Submit sbatch submit_v1.sh
Training finishes; the script SSH-calls back to AWS with the log path
AWS parses the training curve, calls an LLM for analysis, generates the next config
Next job submits automatically (sbatch submit_v2.sh)
Competition submission, Notion update, and git commit all happen automatically
Telegram receives a 3-line summary: runtime, final metric, what changed

Once this is set up, the full "run → analyze → next run" cycle requires no manual steps.

04 Implementation Details

HEARTBEAT.md Instead of Cron

OpenClaw's heartbeat system reads HEARTBEAT.md in your workspace on every tick and executes whatever it says. You write monitoring logic in plain English — no cron syntax, no daemon to manage:

## Training Monitor
Check `squeue -u username` for running jobs.
- RUNNING: tail the latest log, report epoch/metric, update Notion
- COMPLETED: read results.json, analyze the curve, ask me about the next version
- FAILED: read the .err log, report the cause, wait for instructions — do not auto-resubmit

Update the file anytime; it takes effect on the next heartbeat.

SSH Callback

At the end of your SBATCH script:

ssh -i ~/.ssh/id_ed25519 user@your-aws-server \
  "python3 /home/ubuntu/pipeline/analyze_and_trigger.py \
    --run v1 --log '$LOG_PATH' --next-run v2" \
  || echo "callback failed (non-fatal)"

Two things to set up before this works:

Generate the SSH key on the cluster, not your laptop. Compute nodes don't have your local key — add the cluster's public key to AWS authorized_keys.
On PSC Bridges2, compute nodes only have /jet/home/username/. The /home/username symlink exists only on login nodes. Hardcode full paths everywhere, including --output and --error in SBATCH headers.

Analysis Script

analyze_and_trigger.py does four things: 1. Parse the training log — extract loss and metric curves 2. Call an LLM with a structured prompt: current curve + current config → what should change? 3. Parse the response into config fields 4. Submit the next job

The LLM doesn't need to be powerful. It just needs to reason about convergence: still improving? val loss diverging from train loss? learning rate too high? A concise prompt and a fast model is enough.

05 Things That Went Wrong

Job dies in 1 second

Exit code 0:53 (signal 53). No error output. Multiple jobs in a row. Bad cluster node, not a code bug. Fix: Always run a short smoke test first (1 epoch, 5% data) before committing to a full job.

SBATCH output path doesn't exist

Slurm writes the output file before the script runs. If the directory doesn't exist, the job is killed with no log to debug from. Fix: mkdir -p the log directory before sbatch, or add it as the first line of the SBATCH script itself.

Callback fails silently

If the SSH callback fails, nothing happens — training finishes normally, the next job never submits, no notification. You won't know until you check manually. Fix: Add || echo "callback failed" so training doesn't abort. More importantly, test the SSH path before you need it during a real run.

* **Record set**:
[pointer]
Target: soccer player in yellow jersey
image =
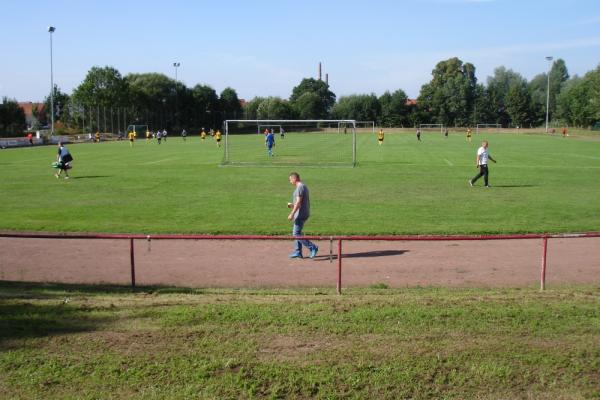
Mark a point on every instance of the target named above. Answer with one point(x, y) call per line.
point(380, 137)
point(131, 135)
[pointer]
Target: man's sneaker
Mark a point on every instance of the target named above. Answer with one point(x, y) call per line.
point(295, 254)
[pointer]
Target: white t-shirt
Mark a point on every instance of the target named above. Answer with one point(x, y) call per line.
point(483, 155)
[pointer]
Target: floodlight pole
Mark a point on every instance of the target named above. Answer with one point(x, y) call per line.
point(176, 65)
point(51, 30)
point(549, 58)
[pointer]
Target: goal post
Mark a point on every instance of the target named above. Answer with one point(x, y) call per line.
point(432, 128)
point(300, 142)
point(361, 126)
point(488, 128)
point(260, 128)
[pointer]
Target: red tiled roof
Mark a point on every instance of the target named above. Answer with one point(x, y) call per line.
point(28, 107)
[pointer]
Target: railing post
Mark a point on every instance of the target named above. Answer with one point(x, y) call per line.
point(543, 273)
point(132, 258)
point(339, 283)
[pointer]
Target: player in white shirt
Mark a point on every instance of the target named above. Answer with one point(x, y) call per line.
point(481, 162)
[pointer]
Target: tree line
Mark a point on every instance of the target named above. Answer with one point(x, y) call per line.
point(105, 100)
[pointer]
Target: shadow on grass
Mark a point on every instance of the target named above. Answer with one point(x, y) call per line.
point(91, 177)
point(32, 310)
point(513, 186)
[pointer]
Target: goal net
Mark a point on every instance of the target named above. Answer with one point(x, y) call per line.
point(264, 128)
point(488, 128)
point(361, 126)
point(432, 128)
point(296, 142)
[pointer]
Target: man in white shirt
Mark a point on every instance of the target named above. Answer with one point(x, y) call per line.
point(481, 162)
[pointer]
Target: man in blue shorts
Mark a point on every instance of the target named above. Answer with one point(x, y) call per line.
point(270, 142)
point(300, 206)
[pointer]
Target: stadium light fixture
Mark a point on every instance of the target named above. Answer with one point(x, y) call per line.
point(549, 59)
point(176, 65)
point(51, 30)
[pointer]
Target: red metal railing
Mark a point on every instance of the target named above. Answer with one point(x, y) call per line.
point(131, 237)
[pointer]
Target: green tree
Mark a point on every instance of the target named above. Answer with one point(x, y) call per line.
point(208, 110)
point(559, 75)
point(251, 108)
point(579, 102)
point(361, 107)
point(152, 98)
point(450, 94)
point(103, 87)
point(102, 90)
point(394, 109)
point(61, 106)
point(12, 118)
point(275, 108)
point(321, 90)
point(230, 104)
point(498, 86)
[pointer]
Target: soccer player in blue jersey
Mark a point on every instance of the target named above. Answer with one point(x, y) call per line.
point(270, 142)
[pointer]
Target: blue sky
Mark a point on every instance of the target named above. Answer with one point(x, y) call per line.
point(265, 48)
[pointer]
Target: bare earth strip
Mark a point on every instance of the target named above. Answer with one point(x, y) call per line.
point(256, 264)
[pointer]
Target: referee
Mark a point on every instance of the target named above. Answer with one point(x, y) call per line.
point(482, 158)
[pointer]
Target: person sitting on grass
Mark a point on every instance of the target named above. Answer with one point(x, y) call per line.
point(63, 158)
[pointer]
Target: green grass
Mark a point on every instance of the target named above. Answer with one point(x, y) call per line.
point(541, 184)
point(62, 341)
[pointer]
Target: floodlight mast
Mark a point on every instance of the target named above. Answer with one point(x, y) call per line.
point(549, 59)
point(51, 30)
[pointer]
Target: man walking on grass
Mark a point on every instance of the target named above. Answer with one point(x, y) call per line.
point(481, 162)
point(300, 206)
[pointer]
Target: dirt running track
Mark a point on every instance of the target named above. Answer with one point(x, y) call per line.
point(254, 264)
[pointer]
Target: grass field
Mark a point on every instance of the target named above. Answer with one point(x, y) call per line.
point(92, 342)
point(540, 184)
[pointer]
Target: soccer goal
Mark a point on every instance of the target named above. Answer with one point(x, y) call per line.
point(260, 128)
point(299, 142)
point(432, 128)
point(361, 127)
point(140, 130)
point(487, 128)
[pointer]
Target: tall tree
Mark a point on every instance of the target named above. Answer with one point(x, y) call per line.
point(207, 105)
point(394, 109)
point(275, 108)
point(450, 94)
point(251, 108)
point(498, 86)
point(361, 107)
point(61, 106)
point(103, 87)
point(230, 104)
point(321, 90)
point(12, 118)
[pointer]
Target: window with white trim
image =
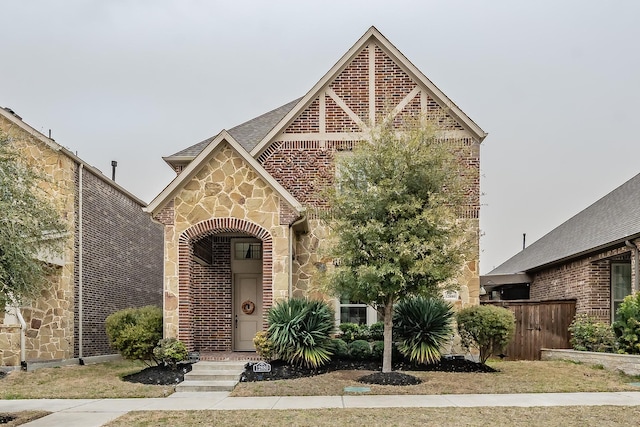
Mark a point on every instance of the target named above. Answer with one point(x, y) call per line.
point(620, 285)
point(351, 311)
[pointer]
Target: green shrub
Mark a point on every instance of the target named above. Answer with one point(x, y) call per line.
point(340, 348)
point(170, 351)
point(376, 331)
point(486, 327)
point(422, 326)
point(301, 331)
point(354, 331)
point(590, 334)
point(377, 350)
point(264, 346)
point(360, 350)
point(135, 332)
point(627, 327)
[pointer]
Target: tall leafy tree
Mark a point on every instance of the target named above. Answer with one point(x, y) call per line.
point(30, 227)
point(395, 219)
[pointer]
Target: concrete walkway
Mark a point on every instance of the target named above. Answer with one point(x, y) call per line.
point(97, 412)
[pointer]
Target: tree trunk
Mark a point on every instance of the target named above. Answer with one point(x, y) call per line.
point(388, 330)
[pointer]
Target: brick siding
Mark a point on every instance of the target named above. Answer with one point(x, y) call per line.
point(122, 261)
point(587, 280)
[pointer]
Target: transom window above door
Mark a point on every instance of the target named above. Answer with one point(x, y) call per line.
point(247, 250)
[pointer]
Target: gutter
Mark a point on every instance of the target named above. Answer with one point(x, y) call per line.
point(23, 339)
point(636, 256)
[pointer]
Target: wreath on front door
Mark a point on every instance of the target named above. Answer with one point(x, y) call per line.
point(248, 307)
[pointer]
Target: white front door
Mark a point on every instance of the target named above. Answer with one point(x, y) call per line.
point(247, 307)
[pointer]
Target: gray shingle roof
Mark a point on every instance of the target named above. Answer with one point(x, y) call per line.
point(611, 219)
point(248, 134)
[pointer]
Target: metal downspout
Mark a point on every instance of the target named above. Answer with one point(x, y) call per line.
point(23, 338)
point(293, 224)
point(636, 257)
point(80, 252)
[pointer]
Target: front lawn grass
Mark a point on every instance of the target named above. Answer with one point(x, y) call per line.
point(513, 377)
point(95, 381)
point(601, 416)
point(104, 381)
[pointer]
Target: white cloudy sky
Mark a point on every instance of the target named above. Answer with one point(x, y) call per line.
point(554, 83)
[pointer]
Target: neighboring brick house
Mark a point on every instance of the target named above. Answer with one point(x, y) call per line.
point(112, 257)
point(592, 258)
point(241, 226)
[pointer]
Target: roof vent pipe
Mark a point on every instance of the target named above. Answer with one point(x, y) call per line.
point(636, 261)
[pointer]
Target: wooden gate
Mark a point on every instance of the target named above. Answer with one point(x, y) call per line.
point(539, 324)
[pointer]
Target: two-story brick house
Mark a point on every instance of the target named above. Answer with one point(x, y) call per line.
point(241, 229)
point(112, 258)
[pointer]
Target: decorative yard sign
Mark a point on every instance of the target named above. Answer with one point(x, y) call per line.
point(450, 295)
point(262, 367)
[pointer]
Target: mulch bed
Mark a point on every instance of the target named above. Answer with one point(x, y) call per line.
point(160, 375)
point(6, 418)
point(281, 370)
point(164, 375)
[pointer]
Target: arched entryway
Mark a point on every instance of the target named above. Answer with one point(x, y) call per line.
point(224, 263)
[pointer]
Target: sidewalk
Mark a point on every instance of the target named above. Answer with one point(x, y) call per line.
point(97, 412)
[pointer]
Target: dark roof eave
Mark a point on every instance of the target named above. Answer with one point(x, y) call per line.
point(491, 281)
point(610, 245)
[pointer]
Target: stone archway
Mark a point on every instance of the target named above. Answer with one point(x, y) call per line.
point(186, 300)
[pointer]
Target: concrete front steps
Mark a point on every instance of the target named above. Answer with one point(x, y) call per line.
point(212, 376)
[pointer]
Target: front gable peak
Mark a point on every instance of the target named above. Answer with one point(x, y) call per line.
point(372, 81)
point(208, 152)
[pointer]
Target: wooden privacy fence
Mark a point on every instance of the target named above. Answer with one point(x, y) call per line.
point(539, 324)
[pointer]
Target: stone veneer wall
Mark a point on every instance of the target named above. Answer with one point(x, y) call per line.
point(49, 319)
point(226, 195)
point(306, 167)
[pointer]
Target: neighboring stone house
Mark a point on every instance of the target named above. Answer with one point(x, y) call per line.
point(241, 224)
point(112, 258)
point(592, 258)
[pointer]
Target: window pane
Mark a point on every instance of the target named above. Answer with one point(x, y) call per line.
point(248, 250)
point(620, 281)
point(353, 315)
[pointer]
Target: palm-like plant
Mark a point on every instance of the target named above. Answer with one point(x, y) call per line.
point(301, 331)
point(422, 325)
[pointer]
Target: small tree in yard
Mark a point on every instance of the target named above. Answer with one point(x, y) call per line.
point(394, 219)
point(30, 226)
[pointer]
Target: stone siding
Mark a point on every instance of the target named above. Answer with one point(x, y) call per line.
point(122, 262)
point(225, 196)
point(49, 319)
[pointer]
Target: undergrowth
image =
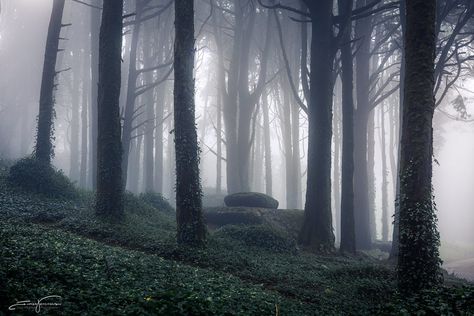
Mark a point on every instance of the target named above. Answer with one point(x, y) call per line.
point(57, 246)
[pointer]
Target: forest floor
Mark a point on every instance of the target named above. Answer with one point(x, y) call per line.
point(462, 268)
point(52, 246)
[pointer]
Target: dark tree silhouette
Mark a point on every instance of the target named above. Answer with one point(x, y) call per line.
point(347, 181)
point(109, 197)
point(190, 225)
point(94, 38)
point(44, 145)
point(317, 232)
point(418, 259)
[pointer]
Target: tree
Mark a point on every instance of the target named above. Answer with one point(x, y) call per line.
point(317, 232)
point(109, 196)
point(418, 259)
point(44, 145)
point(94, 94)
point(190, 225)
point(363, 30)
point(347, 181)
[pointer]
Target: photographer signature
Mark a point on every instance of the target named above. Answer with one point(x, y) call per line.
point(37, 305)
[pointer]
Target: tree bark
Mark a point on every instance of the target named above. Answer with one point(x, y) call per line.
point(363, 30)
point(347, 178)
point(190, 225)
point(418, 259)
point(109, 197)
point(44, 146)
point(267, 148)
point(384, 176)
point(94, 94)
point(317, 232)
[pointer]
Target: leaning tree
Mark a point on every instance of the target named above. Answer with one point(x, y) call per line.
point(109, 196)
point(190, 225)
point(418, 259)
point(44, 144)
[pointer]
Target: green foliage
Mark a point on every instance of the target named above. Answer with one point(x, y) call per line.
point(439, 301)
point(158, 201)
point(220, 216)
point(419, 263)
point(34, 176)
point(260, 236)
point(94, 279)
point(135, 267)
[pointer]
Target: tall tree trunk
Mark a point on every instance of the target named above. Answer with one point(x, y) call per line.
point(84, 129)
point(75, 117)
point(267, 147)
point(219, 143)
point(336, 188)
point(317, 232)
point(347, 180)
point(148, 159)
point(418, 259)
point(159, 161)
point(363, 31)
point(44, 145)
point(109, 197)
point(131, 96)
point(190, 225)
point(396, 229)
point(94, 94)
point(371, 171)
point(384, 176)
point(295, 135)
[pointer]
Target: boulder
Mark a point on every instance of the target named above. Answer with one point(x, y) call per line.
point(250, 199)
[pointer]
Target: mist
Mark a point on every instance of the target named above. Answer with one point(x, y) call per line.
point(270, 113)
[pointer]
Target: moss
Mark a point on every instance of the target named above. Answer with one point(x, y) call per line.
point(31, 175)
point(158, 201)
point(260, 236)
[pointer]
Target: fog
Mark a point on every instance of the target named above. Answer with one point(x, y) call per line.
point(23, 31)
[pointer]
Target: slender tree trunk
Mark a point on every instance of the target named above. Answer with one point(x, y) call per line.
point(190, 225)
point(396, 229)
point(347, 181)
point(44, 146)
point(148, 160)
point(363, 30)
point(84, 130)
point(418, 259)
point(159, 160)
point(267, 146)
point(371, 171)
point(131, 92)
point(317, 232)
point(109, 197)
point(94, 94)
point(295, 135)
point(75, 117)
point(384, 176)
point(219, 143)
point(337, 173)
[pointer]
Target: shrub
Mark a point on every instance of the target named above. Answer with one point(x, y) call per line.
point(261, 236)
point(157, 200)
point(31, 175)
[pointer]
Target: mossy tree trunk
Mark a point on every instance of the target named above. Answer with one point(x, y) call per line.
point(363, 31)
point(94, 30)
point(109, 197)
point(190, 225)
point(418, 259)
point(347, 180)
point(317, 232)
point(44, 137)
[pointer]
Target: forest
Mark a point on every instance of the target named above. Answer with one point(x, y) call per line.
point(236, 157)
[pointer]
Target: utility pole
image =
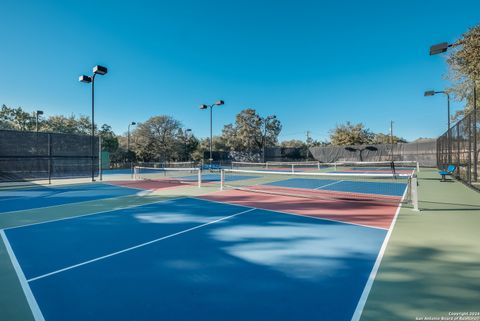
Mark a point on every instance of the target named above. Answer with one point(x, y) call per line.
point(391, 138)
point(308, 146)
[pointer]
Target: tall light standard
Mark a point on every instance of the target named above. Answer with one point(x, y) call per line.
point(128, 135)
point(449, 140)
point(97, 70)
point(218, 103)
point(37, 116)
point(188, 130)
point(441, 48)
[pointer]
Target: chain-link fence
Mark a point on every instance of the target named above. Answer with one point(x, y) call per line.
point(422, 152)
point(460, 147)
point(33, 156)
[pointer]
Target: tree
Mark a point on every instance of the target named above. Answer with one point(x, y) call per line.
point(158, 139)
point(251, 131)
point(464, 69)
point(68, 125)
point(293, 143)
point(16, 118)
point(109, 139)
point(351, 134)
point(387, 139)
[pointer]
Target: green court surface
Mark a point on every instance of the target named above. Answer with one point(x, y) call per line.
point(431, 265)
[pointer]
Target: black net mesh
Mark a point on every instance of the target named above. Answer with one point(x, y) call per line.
point(31, 155)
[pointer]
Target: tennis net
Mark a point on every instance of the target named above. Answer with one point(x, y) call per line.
point(167, 164)
point(376, 187)
point(174, 175)
point(377, 166)
point(278, 166)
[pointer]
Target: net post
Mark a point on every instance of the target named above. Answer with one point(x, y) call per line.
point(49, 158)
point(100, 172)
point(135, 173)
point(222, 179)
point(199, 178)
point(414, 191)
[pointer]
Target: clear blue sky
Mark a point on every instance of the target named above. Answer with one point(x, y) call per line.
point(312, 63)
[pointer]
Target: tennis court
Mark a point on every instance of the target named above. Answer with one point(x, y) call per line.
point(239, 252)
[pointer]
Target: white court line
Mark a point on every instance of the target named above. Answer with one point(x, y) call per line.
point(328, 184)
point(37, 313)
point(293, 214)
point(95, 213)
point(137, 246)
point(368, 286)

* **Tasks for this exercise**:
a – Answer from the Slurm pipeline guide:
(i) On PSC Bridges2, what directory do compute nodes have?
(ii) What exit code showed up when a job died in 1 second?
(iii) What three things does the Telegram summary give?
b – Output the Slurm pipeline guide from "Submit sbatch submit_v1.sh" to "no manual steps.", copied exactly.
The lines after the Slurm pipeline guide are separate material, unrelated to it.

* **Solutions by task**:
a –
(i) /jet/home/username/
(ii) 0:53 (signal 53)
(iii) Runtime, final metric, and what changed

b –
Submit sbatch submit_v1.sh
Training finishes; the script SSH-calls back to AWS with the log path
AWS parses the training curve, calls an LLM for analysis, generates the next config
Next job submits automatically (sbatch submit_v2.sh)
Competition submission, Notion update, and git commit all happen automatically
Telegram receives a 3-line summary: runtime, final metric, what changed

Once this is set up, the full "run → analyze → next run" cycle requires no manual steps.